BEGIN TASK INPUT

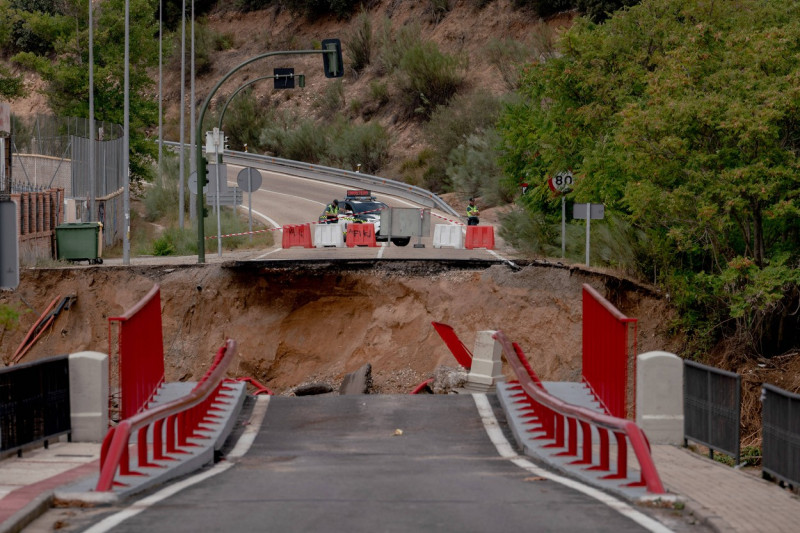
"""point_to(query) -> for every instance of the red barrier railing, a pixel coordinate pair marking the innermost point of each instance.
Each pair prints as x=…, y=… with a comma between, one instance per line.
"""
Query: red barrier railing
x=259, y=387
x=559, y=421
x=457, y=348
x=605, y=352
x=422, y=387
x=140, y=366
x=172, y=423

END TASK INPUT

* WORK INSTRUCTION
Your task is an exact printout of the records above, with no pictures.

* ANSWER BELOW
"""point_to(query) -> for every instance of the red barrier railing, a pixel coordinate pair marking the innermost point of each instance.
Each pair prints as x=…, y=… with a comma between, one instance per line.
"""
Query: red barrier railing
x=259, y=387
x=559, y=421
x=457, y=348
x=605, y=352
x=422, y=387
x=140, y=366
x=172, y=423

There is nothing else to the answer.